**Verilen Metin**

Tıpkı müezzinin dediği gibi ezanı tekrar etmesi ve sadece müezzin “Hayye ales'salâh ve Hayye ale’l felâh” dediğinde ‘Lâ havle ve lâ kuvvete illâ bi’llâh demek sünnettendir.
Abdullah bi Amr b. el-Âs radıyallahu anhmâ Rasûlullah sallallahu aleyhi ve sellem’i şöyle buyururken işitmiştir:
“Müezzini işittiğininiz zaman siz de onun dediği gibi deyiniz…” Müslim (384)
Ömer b. El-Hattâb radıyallahu anh’dan rivayet edildiğine göre Rasûlullah sallallahu aleyhi ve sellem şöyle buyurmuştur:
“ Müezzin «Allahuekber, Allahuekber» dediği vakit sizden biriniz «Allahu ekber Allahu ekber» der; Sonra müezzin «Eşhedû enlâ ilahe illallah» dediği vakit o da «Eşhedû enlâ ilahe İllallah» der; Sonra müezzin «Eşhedû enne Muhammeden Rasûlullah» dediği vakit o da «Eşhedû enne Muhammeden Rasûlullah» der; müezzin «Hayyeales’salah» dediği vakit o da «lâ havle ve lâ kuvvete illâ billâh» der; Sonra müezzin «Hayye alel'Felâh» dediği vakit o da «la havle ve lâ kuvvete illâ billâh» der; Sonra «Allahu ekber Allahu ekber» dediğinde o da «Allahu ekber, Allahu ekber» derse; Sonra müezzin «lâ ilahe illallah» dediği vakit o da bütün kalbiyle «lâ ilâheillâllah» derse cennete girer.”

**Görev Koşulları**
Ezana karşılık vermeyi anlatan yukarıdaki metnin tamamını hiçbir değişiklik yapmadan harfi harfine yeniden yazın.

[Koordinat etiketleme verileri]
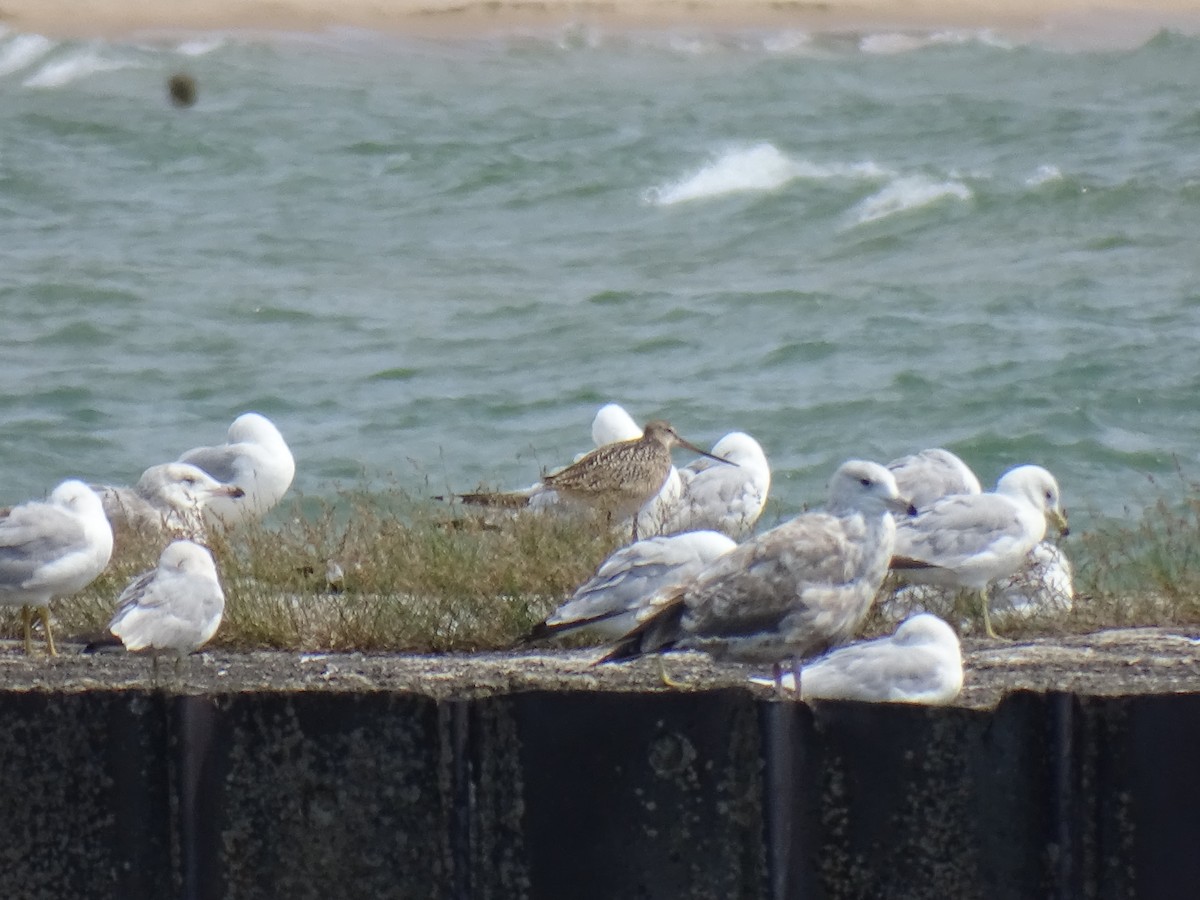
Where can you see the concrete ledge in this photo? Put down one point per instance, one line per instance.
(588, 795)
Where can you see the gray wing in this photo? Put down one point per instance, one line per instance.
(773, 577)
(959, 528)
(33, 538)
(631, 575)
(931, 474)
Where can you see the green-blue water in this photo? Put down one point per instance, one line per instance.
(431, 262)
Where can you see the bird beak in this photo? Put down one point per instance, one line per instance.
(705, 453)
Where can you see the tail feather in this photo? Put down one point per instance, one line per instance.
(655, 633)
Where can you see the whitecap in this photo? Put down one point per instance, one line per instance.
(199, 47)
(906, 193)
(759, 168)
(1044, 174)
(76, 66)
(23, 51)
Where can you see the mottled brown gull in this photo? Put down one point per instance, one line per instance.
(791, 592)
(607, 604)
(933, 474)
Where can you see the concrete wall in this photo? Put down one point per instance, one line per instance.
(592, 796)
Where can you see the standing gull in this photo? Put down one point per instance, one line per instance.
(970, 540)
(174, 609)
(607, 604)
(256, 459)
(791, 592)
(52, 549)
(933, 474)
(922, 663)
(724, 498)
(169, 497)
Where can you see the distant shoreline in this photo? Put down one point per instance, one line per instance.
(1056, 21)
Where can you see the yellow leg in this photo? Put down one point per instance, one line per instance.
(45, 613)
(987, 618)
(663, 673)
(27, 621)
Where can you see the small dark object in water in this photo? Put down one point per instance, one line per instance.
(181, 88)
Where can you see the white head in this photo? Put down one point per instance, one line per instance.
(255, 429)
(77, 497)
(612, 424)
(1036, 486)
(927, 629)
(865, 487)
(739, 448)
(189, 557)
(183, 486)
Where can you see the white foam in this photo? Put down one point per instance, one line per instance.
(892, 42)
(199, 47)
(906, 193)
(759, 168)
(76, 66)
(1043, 175)
(23, 51)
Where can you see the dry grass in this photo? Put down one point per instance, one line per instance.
(430, 577)
(418, 576)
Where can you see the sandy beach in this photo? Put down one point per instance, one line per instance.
(1069, 19)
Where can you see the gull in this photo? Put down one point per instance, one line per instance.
(970, 540)
(607, 604)
(169, 497)
(922, 663)
(52, 549)
(256, 459)
(933, 474)
(723, 498)
(173, 609)
(789, 593)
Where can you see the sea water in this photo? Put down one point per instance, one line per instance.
(430, 262)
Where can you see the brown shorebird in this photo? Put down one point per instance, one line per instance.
(619, 478)
(616, 479)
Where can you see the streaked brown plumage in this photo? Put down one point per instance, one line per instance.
(619, 478)
(616, 479)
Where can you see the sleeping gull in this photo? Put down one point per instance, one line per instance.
(723, 498)
(922, 663)
(970, 540)
(256, 459)
(791, 592)
(52, 549)
(169, 497)
(933, 474)
(173, 609)
(607, 604)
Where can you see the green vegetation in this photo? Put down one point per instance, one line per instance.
(425, 576)
(418, 576)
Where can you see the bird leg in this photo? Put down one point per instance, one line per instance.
(987, 617)
(45, 615)
(663, 673)
(27, 621)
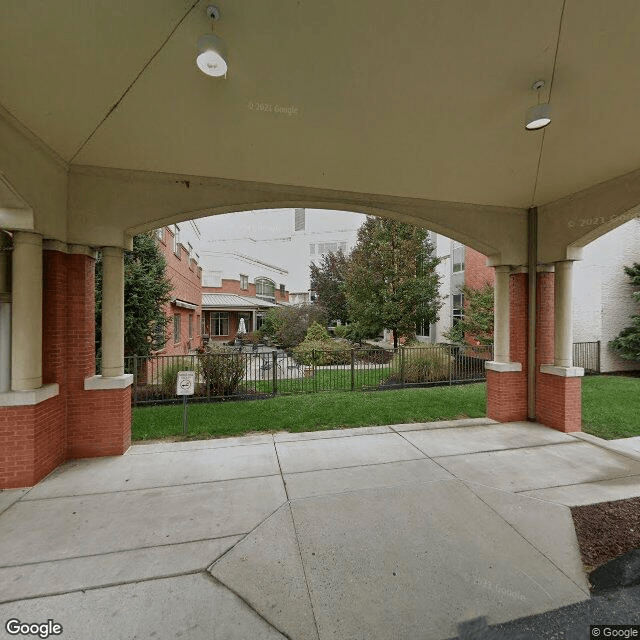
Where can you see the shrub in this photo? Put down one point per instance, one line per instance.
(322, 353)
(169, 373)
(287, 326)
(221, 368)
(321, 349)
(427, 363)
(341, 331)
(373, 355)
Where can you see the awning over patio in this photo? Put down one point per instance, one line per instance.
(212, 301)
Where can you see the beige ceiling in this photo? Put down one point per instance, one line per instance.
(416, 98)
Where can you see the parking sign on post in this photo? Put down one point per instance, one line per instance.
(185, 386)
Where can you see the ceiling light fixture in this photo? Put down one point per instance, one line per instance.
(211, 58)
(538, 116)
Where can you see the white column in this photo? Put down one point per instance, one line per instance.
(5, 312)
(563, 292)
(501, 315)
(112, 312)
(26, 325)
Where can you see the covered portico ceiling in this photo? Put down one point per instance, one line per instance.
(413, 109)
(420, 99)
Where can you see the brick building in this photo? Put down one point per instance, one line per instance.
(184, 311)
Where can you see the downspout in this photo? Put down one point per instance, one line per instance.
(5, 312)
(532, 264)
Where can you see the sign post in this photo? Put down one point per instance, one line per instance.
(185, 386)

**Alıştırma Çıktısı**
Tıpkı müezzinin dediği gibi ezanı tekrar etmesi ve sadece müezzin “Hayye ales'salâh ve Hayye ale’l felâh” dediğinde ‘Lâ havle ve lâ kuvvete illâ bi’llâh demek sünnettendir.
Abdullah bi Amr b. el-Âs radıyallahu anhmâ Rasûlullah sallallahu aleyhi ve sellem’i şöyle buyururken işitmiştir:
“Müezzini işittiğininiz zaman siz de onun dediği gibi deyiniz…” Müslim (384)
Ömer b. El-Hattâb radıyallahu anh’dan rivayet edildiğine göre Rasûlullah sallallahu aleyhi ve sellem şöyle buyurmuştur:
“ Müezzin «Allahuekber, Allahuekber» dediği vakit sizden biriniz «Allahu ekber Allahu ekber» der; Sonra müezzin «Eşhedû enlâ ilahe illallah» dediği vakit o da «Eşhedû enlâ ilahe İllallah» der; Sonra müezzin «Eşhedû enne Muhammeden Rasûlullah» dediği vakit o da «Eşhedû enne Muhammeden Rasûlullah» der; müezzin «Hayyeales’salah» dediği vakit o da «lâ havle ve lâ kuvvete illâ billâh» der; Sonra müezzin «Hayye alel'Felâh» dediği vakit o da «la havle ve lâ kuvvete illâ billâh» der; Sonra «Allahu ekber Allahu ekber» dediğinde o da «Allahu ekber, Allahu ekber» derse; Sonra müezzin «lâ ilahe illallah» dediği vakit o da bütün kalbiyle «lâ ilâheillâllah» derse cennete girer.”